Page excerpt:

I started out in Northern Shao Lin, I also hung out with Kempo people.  It gave me a really good base and eye at what I was messing around with. Later I met someone who taught Wing Chun and didn’t care for it.   When I moved to Denver, I met some people who did Wing Chun as well and I started to learn about it.

Later I read an article in Inside Kung Fu magazine and it had a picture of Hawkins Cheung. Later I moved to Los Angles and went down to Dan Insanto’s school. At that time Hawkins was teaching out of his school.

When I finally met Hawkins Cheung it was really interesting, he  was around 5’1 (1.5 meters) and 110 pounds (49kg).  He was pushing a broom and I asked if he was the janitor. He responded “no, I’m the teacher.”  We all have a story like this.  He took me to the back, had me sign something and paid $35 USD.

It was an interesting class; there was a lot of fighting. Not the type of fighting that I would normally see.  It was really progressive.

In a previous conversation, we went into that Sil Lim Tao is also an “internal form.” Can you go into what makes it an internal form?

Work instructions:
1. Retype the martial arts account from "Later I read" to "paid $35 USD.".
2. In the martial arts account, why did the narrator ask Hawkins Cheung whether he was the janitor?
The records have no connection to the martial arts account.

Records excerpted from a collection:
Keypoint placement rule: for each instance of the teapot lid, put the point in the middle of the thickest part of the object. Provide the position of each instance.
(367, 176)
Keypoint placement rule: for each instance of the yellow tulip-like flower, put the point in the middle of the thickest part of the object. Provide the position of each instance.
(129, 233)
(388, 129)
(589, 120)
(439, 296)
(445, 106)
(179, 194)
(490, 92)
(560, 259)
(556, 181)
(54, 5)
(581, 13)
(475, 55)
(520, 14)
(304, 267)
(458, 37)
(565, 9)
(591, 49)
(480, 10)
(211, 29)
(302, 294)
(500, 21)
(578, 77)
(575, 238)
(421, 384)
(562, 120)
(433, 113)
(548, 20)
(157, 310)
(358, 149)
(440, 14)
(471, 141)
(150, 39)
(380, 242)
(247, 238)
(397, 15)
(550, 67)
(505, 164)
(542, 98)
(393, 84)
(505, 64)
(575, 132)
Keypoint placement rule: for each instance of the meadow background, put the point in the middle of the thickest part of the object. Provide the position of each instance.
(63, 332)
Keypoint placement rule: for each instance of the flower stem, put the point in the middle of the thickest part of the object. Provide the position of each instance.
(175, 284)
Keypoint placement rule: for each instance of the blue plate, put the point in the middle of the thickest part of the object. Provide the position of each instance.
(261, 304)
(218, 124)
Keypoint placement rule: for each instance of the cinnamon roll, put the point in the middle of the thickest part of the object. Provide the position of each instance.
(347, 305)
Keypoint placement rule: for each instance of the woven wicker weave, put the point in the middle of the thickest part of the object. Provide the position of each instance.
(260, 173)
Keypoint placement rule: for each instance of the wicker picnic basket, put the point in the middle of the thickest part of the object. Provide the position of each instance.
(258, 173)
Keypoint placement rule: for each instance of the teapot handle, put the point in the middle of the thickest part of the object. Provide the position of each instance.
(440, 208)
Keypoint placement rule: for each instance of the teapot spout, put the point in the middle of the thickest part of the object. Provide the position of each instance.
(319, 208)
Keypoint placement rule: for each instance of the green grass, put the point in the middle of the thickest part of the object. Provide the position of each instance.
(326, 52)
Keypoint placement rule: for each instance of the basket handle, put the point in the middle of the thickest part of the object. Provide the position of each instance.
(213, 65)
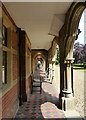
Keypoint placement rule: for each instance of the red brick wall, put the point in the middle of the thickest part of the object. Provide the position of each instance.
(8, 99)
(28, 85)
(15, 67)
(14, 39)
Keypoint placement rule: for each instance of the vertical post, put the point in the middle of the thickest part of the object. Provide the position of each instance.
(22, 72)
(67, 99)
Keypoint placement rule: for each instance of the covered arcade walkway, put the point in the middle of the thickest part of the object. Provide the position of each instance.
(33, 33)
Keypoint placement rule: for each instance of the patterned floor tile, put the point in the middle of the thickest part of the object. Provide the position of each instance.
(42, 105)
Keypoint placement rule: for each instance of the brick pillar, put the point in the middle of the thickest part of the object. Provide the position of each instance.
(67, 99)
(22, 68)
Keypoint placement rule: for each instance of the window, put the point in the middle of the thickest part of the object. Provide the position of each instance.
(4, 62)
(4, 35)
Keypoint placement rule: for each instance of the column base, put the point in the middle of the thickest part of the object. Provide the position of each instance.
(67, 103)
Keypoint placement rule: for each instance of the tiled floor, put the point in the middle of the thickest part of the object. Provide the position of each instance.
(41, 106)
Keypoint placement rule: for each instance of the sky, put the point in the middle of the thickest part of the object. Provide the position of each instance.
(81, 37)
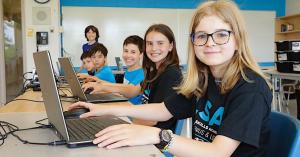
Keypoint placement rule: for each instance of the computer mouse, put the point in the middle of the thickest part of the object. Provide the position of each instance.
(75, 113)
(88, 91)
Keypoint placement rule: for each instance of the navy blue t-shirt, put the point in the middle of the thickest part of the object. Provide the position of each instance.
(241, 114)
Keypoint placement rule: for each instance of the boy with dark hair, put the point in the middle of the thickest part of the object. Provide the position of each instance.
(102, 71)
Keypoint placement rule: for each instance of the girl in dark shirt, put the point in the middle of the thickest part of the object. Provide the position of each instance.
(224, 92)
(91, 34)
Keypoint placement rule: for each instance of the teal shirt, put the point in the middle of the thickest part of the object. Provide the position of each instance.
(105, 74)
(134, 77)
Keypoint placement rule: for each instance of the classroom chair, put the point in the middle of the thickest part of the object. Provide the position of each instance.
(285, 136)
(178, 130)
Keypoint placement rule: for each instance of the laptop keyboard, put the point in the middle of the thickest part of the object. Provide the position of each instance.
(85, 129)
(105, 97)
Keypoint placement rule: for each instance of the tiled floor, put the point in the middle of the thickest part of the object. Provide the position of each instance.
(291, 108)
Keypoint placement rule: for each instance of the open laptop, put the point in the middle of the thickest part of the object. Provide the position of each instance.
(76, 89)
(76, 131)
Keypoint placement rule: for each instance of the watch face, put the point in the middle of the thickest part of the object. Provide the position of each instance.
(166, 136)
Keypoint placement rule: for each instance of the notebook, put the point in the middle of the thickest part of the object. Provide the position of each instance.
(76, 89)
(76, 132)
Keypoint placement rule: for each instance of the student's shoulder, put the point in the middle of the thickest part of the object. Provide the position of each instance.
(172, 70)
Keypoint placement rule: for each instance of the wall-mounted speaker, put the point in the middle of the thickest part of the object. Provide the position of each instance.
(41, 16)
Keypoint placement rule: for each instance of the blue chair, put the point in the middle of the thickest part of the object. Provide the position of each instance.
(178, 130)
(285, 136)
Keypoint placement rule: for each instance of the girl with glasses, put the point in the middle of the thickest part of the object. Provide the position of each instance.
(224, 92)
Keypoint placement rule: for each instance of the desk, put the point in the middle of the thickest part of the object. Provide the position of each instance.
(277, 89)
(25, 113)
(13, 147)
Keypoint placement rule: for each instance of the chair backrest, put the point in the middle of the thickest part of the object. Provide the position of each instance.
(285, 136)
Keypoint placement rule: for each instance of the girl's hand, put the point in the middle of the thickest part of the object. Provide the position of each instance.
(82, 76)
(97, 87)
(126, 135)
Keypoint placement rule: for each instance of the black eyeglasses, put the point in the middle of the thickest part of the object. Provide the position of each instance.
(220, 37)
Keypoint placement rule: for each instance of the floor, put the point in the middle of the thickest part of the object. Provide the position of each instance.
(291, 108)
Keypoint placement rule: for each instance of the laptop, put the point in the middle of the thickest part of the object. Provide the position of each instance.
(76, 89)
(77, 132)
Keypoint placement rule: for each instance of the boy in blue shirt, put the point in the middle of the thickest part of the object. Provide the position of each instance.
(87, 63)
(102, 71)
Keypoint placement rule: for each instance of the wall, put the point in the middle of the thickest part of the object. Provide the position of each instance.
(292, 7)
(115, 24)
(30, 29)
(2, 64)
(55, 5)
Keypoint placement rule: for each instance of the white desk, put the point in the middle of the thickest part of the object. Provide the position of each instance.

Complete answers:
1.
Later I read an article in Inside Kung Fu magazine and it had a picture of Hawkins Cheung. Later I moved to Los Angles and went down to Dan Insanto’s school. At that time Hawkins was teaching out of his school.

When I finally met Hawkins Cheung it was really interesting, he  was around 5’1 (1.5 meters) and 110 pounds (49kg).  He was pushing a broom and I asked if he was the janitor. He responded “no, I’m the teacher.”  We all have a story like this.  He took me to the back, had me sign something and paid $35 USD.

2. When the narrator first met him, Hawkins Cheung was pushing a broom.